Entries shown section start

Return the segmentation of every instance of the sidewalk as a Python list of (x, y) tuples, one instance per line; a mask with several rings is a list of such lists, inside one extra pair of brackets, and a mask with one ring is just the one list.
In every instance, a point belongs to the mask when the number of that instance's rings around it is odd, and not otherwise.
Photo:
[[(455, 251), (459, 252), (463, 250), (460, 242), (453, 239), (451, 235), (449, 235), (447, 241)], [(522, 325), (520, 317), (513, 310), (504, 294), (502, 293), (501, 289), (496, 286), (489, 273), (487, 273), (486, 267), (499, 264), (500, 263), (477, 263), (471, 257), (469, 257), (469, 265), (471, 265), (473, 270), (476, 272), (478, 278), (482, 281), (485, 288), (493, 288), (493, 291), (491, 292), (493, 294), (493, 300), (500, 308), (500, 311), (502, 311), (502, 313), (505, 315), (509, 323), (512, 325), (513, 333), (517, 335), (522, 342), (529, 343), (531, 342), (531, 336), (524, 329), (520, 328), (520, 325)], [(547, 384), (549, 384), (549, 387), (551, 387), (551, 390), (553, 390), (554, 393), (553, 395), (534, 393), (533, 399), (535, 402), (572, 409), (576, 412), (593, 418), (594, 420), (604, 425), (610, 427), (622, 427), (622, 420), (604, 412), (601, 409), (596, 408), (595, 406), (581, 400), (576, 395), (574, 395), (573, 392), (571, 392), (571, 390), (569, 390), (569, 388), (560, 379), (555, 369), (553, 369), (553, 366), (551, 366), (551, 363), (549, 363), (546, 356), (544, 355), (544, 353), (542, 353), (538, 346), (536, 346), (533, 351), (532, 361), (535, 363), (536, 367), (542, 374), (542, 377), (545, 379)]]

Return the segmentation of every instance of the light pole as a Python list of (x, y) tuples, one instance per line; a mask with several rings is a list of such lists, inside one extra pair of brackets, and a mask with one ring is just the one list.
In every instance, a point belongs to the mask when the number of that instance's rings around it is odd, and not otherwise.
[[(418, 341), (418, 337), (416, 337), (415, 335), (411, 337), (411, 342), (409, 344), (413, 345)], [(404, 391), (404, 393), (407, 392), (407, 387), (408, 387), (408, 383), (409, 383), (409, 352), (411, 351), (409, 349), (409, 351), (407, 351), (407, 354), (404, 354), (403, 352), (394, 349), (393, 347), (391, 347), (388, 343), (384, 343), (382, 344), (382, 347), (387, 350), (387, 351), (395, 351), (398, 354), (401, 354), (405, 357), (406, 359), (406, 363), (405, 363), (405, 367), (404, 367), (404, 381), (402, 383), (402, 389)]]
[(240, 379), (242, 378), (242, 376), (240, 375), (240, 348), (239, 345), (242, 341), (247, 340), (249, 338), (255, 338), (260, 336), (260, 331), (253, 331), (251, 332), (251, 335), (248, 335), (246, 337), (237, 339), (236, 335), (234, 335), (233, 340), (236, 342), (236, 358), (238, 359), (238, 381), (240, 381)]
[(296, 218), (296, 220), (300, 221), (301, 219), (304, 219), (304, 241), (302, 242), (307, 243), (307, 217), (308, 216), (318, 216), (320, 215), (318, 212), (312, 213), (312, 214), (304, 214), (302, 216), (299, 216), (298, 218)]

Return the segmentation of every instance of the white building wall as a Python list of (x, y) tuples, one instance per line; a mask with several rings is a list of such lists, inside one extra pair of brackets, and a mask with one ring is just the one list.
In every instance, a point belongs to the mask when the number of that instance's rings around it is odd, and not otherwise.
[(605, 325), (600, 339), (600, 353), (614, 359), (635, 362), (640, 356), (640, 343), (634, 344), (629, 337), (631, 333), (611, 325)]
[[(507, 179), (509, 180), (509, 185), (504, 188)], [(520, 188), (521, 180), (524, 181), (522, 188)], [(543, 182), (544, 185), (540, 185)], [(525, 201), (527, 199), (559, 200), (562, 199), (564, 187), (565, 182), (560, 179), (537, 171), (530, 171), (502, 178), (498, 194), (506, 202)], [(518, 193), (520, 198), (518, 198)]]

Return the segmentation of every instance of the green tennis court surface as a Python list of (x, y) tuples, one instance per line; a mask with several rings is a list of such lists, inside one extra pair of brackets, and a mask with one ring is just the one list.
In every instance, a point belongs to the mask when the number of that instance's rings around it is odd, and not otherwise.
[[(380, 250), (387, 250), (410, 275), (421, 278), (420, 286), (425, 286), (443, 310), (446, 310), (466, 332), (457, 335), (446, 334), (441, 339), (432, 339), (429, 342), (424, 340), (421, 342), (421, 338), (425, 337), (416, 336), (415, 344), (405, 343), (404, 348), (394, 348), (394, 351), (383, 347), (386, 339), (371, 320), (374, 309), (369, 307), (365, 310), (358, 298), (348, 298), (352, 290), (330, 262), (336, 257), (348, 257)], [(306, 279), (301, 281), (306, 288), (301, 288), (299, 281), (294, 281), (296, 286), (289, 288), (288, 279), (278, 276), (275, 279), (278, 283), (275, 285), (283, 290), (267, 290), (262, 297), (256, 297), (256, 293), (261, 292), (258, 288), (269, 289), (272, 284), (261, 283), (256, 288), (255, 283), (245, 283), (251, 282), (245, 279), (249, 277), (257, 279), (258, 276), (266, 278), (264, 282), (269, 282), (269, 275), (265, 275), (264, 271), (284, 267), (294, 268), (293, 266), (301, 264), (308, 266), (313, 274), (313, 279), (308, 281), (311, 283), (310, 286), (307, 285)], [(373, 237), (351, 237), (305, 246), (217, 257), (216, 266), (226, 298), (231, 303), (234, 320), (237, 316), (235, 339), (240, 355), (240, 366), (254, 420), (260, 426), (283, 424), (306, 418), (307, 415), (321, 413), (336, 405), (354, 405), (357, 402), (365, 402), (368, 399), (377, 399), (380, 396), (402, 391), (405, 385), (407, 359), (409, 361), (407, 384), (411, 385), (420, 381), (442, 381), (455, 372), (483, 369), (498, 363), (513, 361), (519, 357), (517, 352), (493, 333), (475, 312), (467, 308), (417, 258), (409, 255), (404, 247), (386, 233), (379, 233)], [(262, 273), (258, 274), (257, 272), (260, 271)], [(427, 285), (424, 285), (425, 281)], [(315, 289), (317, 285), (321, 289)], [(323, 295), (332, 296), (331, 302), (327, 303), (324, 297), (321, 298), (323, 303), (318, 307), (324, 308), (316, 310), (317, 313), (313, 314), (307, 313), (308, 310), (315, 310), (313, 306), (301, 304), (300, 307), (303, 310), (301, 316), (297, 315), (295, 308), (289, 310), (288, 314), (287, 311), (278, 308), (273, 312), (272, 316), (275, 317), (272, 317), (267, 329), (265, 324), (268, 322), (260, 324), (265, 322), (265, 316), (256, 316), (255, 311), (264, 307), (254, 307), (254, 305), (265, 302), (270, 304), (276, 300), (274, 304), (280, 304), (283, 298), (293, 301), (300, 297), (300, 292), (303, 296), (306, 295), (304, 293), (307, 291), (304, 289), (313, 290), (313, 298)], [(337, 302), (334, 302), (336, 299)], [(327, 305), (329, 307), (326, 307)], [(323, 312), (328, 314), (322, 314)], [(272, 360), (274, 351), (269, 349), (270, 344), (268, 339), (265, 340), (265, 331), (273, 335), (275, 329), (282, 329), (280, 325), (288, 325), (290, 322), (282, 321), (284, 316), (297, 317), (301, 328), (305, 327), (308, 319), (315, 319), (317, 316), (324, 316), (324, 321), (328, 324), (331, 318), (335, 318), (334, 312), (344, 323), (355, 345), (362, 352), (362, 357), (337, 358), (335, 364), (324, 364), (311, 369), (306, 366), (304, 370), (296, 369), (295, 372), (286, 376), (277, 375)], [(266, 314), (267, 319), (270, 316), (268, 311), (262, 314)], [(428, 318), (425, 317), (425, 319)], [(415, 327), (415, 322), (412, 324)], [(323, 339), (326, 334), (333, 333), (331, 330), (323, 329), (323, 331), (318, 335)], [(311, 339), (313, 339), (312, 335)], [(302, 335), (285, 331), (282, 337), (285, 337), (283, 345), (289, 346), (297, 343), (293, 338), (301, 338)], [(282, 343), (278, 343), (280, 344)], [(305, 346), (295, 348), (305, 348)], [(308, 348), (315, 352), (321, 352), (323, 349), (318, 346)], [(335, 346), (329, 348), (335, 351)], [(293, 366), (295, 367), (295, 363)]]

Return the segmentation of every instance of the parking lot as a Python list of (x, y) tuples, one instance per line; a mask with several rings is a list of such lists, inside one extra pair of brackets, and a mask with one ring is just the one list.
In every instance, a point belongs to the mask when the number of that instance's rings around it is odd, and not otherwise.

Entries shown section end

Your assignment: Restate the material word for word, but only from its first line through the line containing "Return the segmentation of every instance of the light".

Written solution:
Return the segmentation of every instance of the sidewalk as a Python list of (x, y) tuples, one instance per line; a mask with several rings is a list of such lists, inside one extra pair of brackets, and a mask with one ring is just the one list.
In every instance, a point belongs to the mask when the number of that instance's rings around it is odd, and not otherwise.
Photo:
[[(455, 251), (459, 252), (463, 250), (460, 242), (453, 239), (451, 235), (449, 235), (447, 241)], [(522, 325), (520, 317), (513, 310), (504, 294), (502, 293), (501, 289), (496, 286), (489, 273), (487, 273), (486, 267), (499, 264), (500, 263), (477, 263), (471, 257), (469, 257), (469, 265), (471, 265), (473, 270), (476, 272), (478, 278), (482, 281), (485, 288), (493, 288), (493, 291), (491, 292), (493, 294), (493, 300), (500, 308), (500, 311), (502, 311), (502, 313), (505, 315), (509, 323), (512, 325), (513, 333), (517, 335), (522, 342), (529, 343), (531, 342), (531, 336), (524, 329), (520, 328), (520, 325)], [(547, 384), (549, 384), (549, 387), (551, 387), (551, 390), (553, 390), (554, 393), (553, 395), (534, 393), (533, 399), (535, 402), (572, 409), (576, 412), (593, 418), (594, 420), (604, 425), (610, 427), (622, 427), (622, 420), (604, 412), (601, 409), (596, 408), (595, 406), (581, 400), (576, 395), (574, 395), (573, 392), (571, 392), (571, 390), (569, 390), (569, 388), (560, 379), (555, 369), (553, 369), (553, 366), (551, 366), (551, 363), (549, 363), (546, 356), (544, 355), (544, 353), (542, 353), (538, 346), (536, 346), (533, 351), (532, 361), (535, 363), (536, 367), (542, 374), (542, 377), (545, 379)]]

Return the segmentation of every instance of the light pole as a Python list of (x, y) tuples, one instance per line; a mask with several rings is a list of such lists, inside one extra pair of brackets, and a mask with one ring is just the one list.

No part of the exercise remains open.